-- Begin Selected text --
Minister of State for Transport
- In office 9 January 1986 – 11 June 1987
- Prime Minister: Margaret Thatcher
- Preceded by: Lynda Chalker
- Succeeded by: Michael Portillo

Member of Parliament for North West Hampshire
- In office 9 June 1983 – 8 April 1997
- Preceded by: New constituency
- Succeeded by: Sir George Young, Bt

Member of Parliament for Basingstoke
- In office 15 October 1964 – 13 May 1983
- Preceded by: Denzil Freeth
- Succeeded by: Andrew Hunter

Personal details
- Born: 20 June 1928 Amersham, Buckinghamshire
- Died: 30 August 2014 (aged 86) Odiham, Hampshire
- Party: Conservative
- Relatives: Sir Andrew Mitchell (son)
- Occupation: politician and junior minister

= David Mitchell (politician) =

English Conservative politician (1928–2014)

Sir David Bower Mitchell (20 June 1928 – 30 August 2014) was a British Conservative politician who was a Member of Parliament for over 30 years, and who served as a junior minister in Margaret Thatcher's government.

==Early life==
Mitchell was born in the Amersham Rural District in Buckinghamshire, and educated at Aldenham School, Hertfordshire, before becoming a wine shipper and merchant.

==Political career==
Mitchell served as a councillor on St Pancras Borough Council from 1956 to 1959. He contested St Pancras North in 1959. He was the Member of Parliament for Basingstoke from 1964 to 1983, and for North West Hampshire from 1983 until he retired in 1997. In 1970, he was appointed parliamentary private secretary to Keith Joseph, Secretary of State for Social Services in the Heath ministry.
-- End Selected text --
== Given problem A ==
Answer these questions from the David Mitchell biography:
(i) Who held the post of Minister of State for Transport immediately before Mitchell?
(ii) Which school did Mitchell attend?
(iii) During which years was Mitchell a councillor on St Pancras Borough Council?
== Given problem B ==
Resume the David Mitchell biography, picking up right after its final sentence.
-- Begin Records provided --
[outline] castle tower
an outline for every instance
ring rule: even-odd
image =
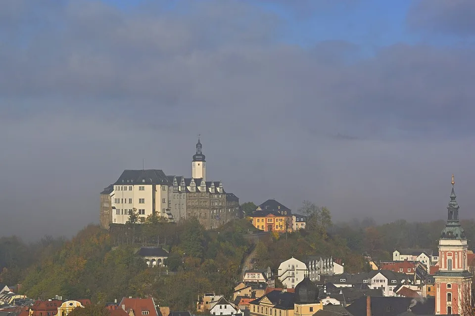
[[[439,240],[439,271],[434,276],[436,315],[466,315],[472,306],[472,274],[467,258],[468,245],[459,221],[455,184],[452,175],[447,224]]]
[[[191,177],[197,179],[202,178],[206,180],[206,161],[205,156],[201,152],[201,142],[199,135],[198,135],[198,142],[196,143],[196,153],[193,155],[191,162]]]

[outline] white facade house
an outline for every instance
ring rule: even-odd
[[[278,277],[287,288],[294,288],[303,279],[308,270],[305,264],[293,257],[279,266]]]
[[[242,277],[242,281],[264,282],[267,283],[270,287],[274,287],[275,285],[270,267],[268,267],[267,269],[246,271]]]
[[[169,191],[173,189],[172,185],[161,170],[124,170],[110,194],[112,222],[125,224],[134,208],[142,222],[153,213],[168,218],[171,202]]]
[[[224,297],[221,297],[218,301],[212,302],[210,307],[210,315],[235,315],[241,313],[240,310],[235,308]]]
[[[294,232],[305,228],[307,219],[303,215],[298,214],[292,214],[292,228]]]
[[[340,259],[309,256],[304,261],[308,269],[309,278],[313,281],[319,281],[320,276],[340,275],[345,272],[345,264]]]
[[[394,261],[419,261],[427,267],[435,266],[439,261],[438,253],[433,253],[430,249],[405,248],[396,249],[392,253]]]

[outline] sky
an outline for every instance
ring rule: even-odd
[[[475,208],[473,0],[0,1],[0,236],[98,223],[125,169],[334,220]]]

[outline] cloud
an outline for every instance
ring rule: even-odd
[[[243,202],[438,218],[454,173],[463,209],[475,206],[470,48],[304,48],[279,37],[287,21],[252,3],[164,3],[69,1],[39,15],[30,1],[2,2],[5,234],[97,222],[99,192],[142,158],[190,176],[198,133],[208,177]]]
[[[472,0],[418,0],[407,16],[409,27],[432,34],[475,35],[475,2]]]

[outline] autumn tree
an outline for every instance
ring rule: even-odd
[[[129,228],[132,229],[132,244],[135,241],[135,227],[139,224],[139,213],[137,209],[134,207],[132,211],[129,212],[129,219],[126,222],[125,225]]]
[[[77,307],[68,314],[68,316],[110,316],[110,312],[103,305],[87,305]]]
[[[327,237],[327,230],[332,225],[332,215],[328,208],[319,207],[314,203],[305,200],[298,211],[307,218],[306,229],[316,232],[322,237]]]

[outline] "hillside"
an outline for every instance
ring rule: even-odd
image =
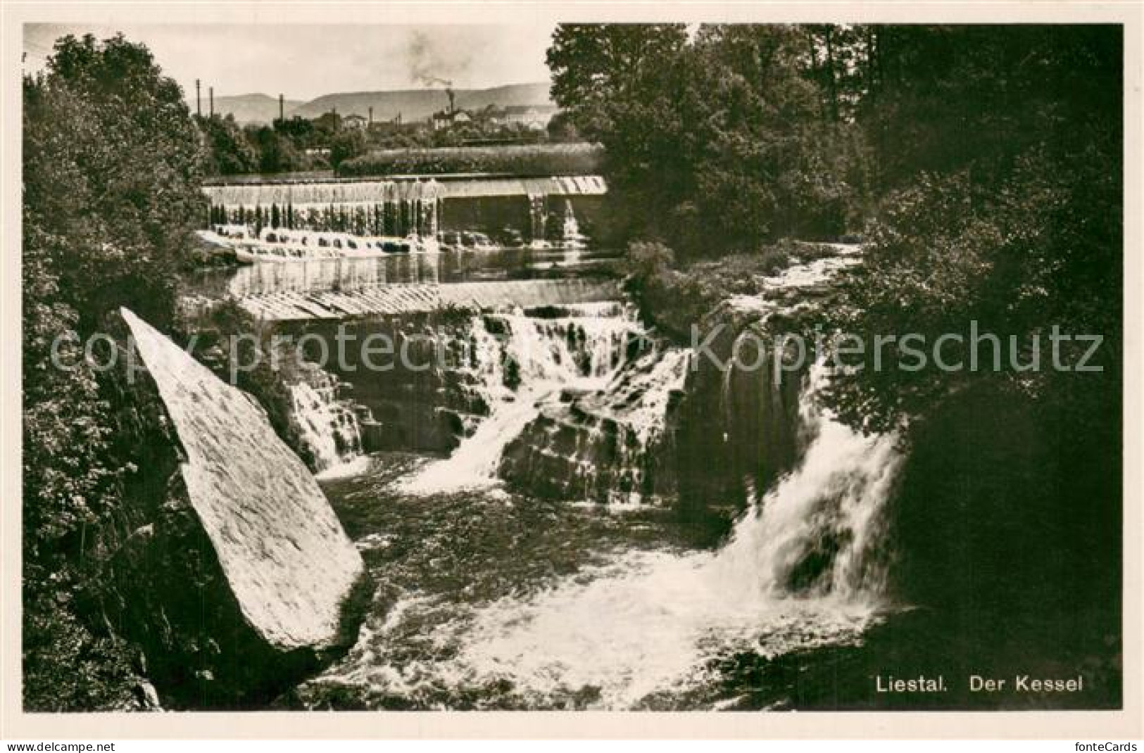
[[[286,114],[305,104],[300,100],[286,100]],[[207,112],[207,97],[202,96],[202,113]],[[194,108],[194,102],[191,102]],[[278,97],[265,94],[237,94],[233,96],[215,97],[215,112],[220,114],[231,113],[239,122],[270,122],[278,117]]]
[[[345,116],[368,114],[373,108],[375,120],[392,120],[397,113],[406,121],[423,120],[448,104],[443,89],[406,89],[399,92],[345,92],[325,94],[310,102],[287,100],[286,116],[316,118],[323,112],[336,109]],[[511,84],[491,89],[456,89],[456,106],[480,109],[488,104],[551,105],[548,98],[548,82]],[[247,94],[233,97],[215,97],[215,112],[233,112],[239,122],[269,122],[278,117],[278,100],[264,94]]]

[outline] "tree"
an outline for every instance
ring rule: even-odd
[[[345,128],[329,142],[329,166],[337,169],[347,159],[353,159],[365,153],[365,134],[358,128]]]
[[[612,243],[721,255],[855,222],[864,151],[803,30],[707,25],[689,42],[677,26],[561,26],[548,58],[557,104],[606,149]]]
[[[119,306],[170,324],[177,268],[207,216],[199,132],[178,86],[122,35],[62,38],[23,96],[24,702],[124,707],[132,652],[88,602],[95,532],[136,468],[116,390],[63,336],[102,330]],[[71,368],[53,363],[57,340]]]
[[[254,173],[259,169],[259,152],[235,121],[235,116],[196,118],[206,140],[208,172],[213,175]]]

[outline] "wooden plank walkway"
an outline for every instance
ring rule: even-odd
[[[487,310],[621,300],[614,280],[539,279],[491,283],[410,283],[355,291],[265,293],[239,300],[252,315],[269,322],[345,319],[436,311],[444,308]]]

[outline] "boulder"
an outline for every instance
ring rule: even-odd
[[[165,706],[265,703],[352,641],[362,558],[257,403],[121,315],[136,421],[154,428],[136,431],[150,493],[124,510],[105,613]]]

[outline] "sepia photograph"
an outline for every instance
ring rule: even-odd
[[[6,703],[1130,711],[1138,39],[697,13],[6,19]]]

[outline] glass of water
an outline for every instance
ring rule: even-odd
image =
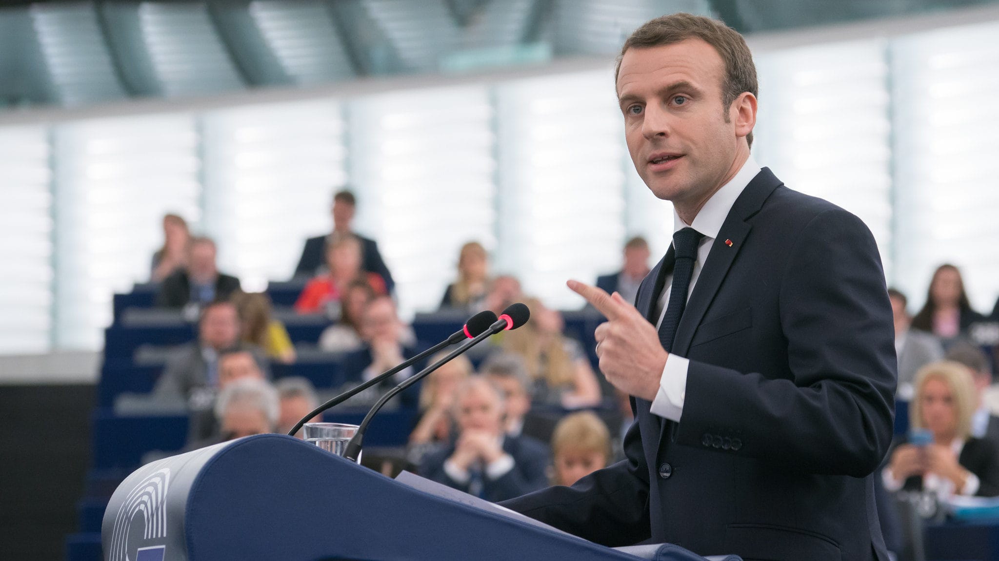
[[[358,431],[358,425],[342,422],[307,422],[303,431],[302,436],[306,442],[342,456],[347,451],[347,443]],[[358,457],[358,463],[361,463],[361,457]]]

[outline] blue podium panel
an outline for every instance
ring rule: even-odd
[[[143,466],[112,496],[101,539],[107,561],[146,551],[163,561],[637,559],[419,491],[277,434]],[[677,550],[663,559],[700,558]]]

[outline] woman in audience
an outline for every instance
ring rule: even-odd
[[[566,415],[551,434],[554,485],[572,485],[610,461],[610,431],[591,411]]]
[[[243,323],[243,341],[262,348],[271,360],[295,361],[295,345],[288,329],[272,315],[271,298],[262,292],[236,292],[233,302]]]
[[[327,273],[316,277],[303,288],[295,309],[299,313],[327,311],[334,318],[341,314],[340,300],[347,286],[354,280],[363,280],[371,284],[377,294],[386,294],[385,280],[374,273],[361,269],[361,242],[354,237],[345,237],[327,245]]]
[[[368,280],[354,280],[347,285],[340,303],[340,320],[323,330],[319,347],[328,352],[350,352],[365,345],[361,338],[361,316],[365,306],[375,297]]]
[[[190,241],[191,232],[183,218],[177,215],[163,217],[163,247],[153,254],[151,281],[159,282],[187,266]]]
[[[570,409],[598,403],[599,381],[579,342],[562,334],[561,313],[537,298],[525,298],[524,303],[530,309],[530,321],[506,332],[500,344],[523,358],[533,381],[534,401]]]
[[[462,246],[458,258],[458,280],[448,285],[441,299],[442,308],[482,311],[489,288],[489,256],[478,242]]]
[[[439,352],[430,363],[447,356]],[[435,370],[423,381],[420,388],[420,418],[410,434],[410,461],[419,464],[423,455],[435,445],[450,442],[454,433],[454,419],[451,415],[455,404],[455,392],[459,384],[473,373],[472,362],[465,356],[458,356]]]
[[[914,437],[925,430],[929,441],[907,442],[892,451],[882,471],[885,488],[932,491],[940,498],[999,495],[999,449],[971,436],[975,389],[968,369],[957,362],[931,362],[919,370],[915,385],[909,422]]]
[[[964,333],[969,325],[983,319],[980,313],[971,309],[961,272],[953,265],[945,264],[933,274],[926,303],[912,318],[912,326],[933,333],[946,344],[946,341]]]

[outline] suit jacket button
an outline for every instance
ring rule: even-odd
[[[664,463],[659,466],[659,477],[663,479],[669,479],[669,476],[673,474],[673,466],[668,463]]]

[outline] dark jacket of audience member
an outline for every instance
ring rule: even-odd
-- End Records provided --
== Written response A ==
(i) Lynda Chalker
(ii) Aldenham School, Hertfordshire
(iii) 1956 to 1959

== Written response B ==
Mitchell served in the Thatcher ministry as Parliamentary Under-Secretary of State for Industry, 1979–1981, Parliamentary Under-Secretary of State at the Northern Ireland Office, 1981–1983, and then Parliamentary Under-Secretary of State, 9 June 1983 – 9 January 1986, and Minister of State, 9 January 1986 – 25 July 1988, at the Department of Transport. He was knighted in 1988 upon his resignation from government.

==Family==
Mitchell's son Sir Andrew Mitchell is the Member of Parliament for Sutton Coldfield, and served as a minister in the governments of John Major, David Cameron and Rishi Sunak.

== Publications ==
In 2008, Mitchell published an autobiography entitled "From House to House, The Endless Adventures of Politics & Wine" with The Memoir Club, ISBN 978-1-84104-191-9.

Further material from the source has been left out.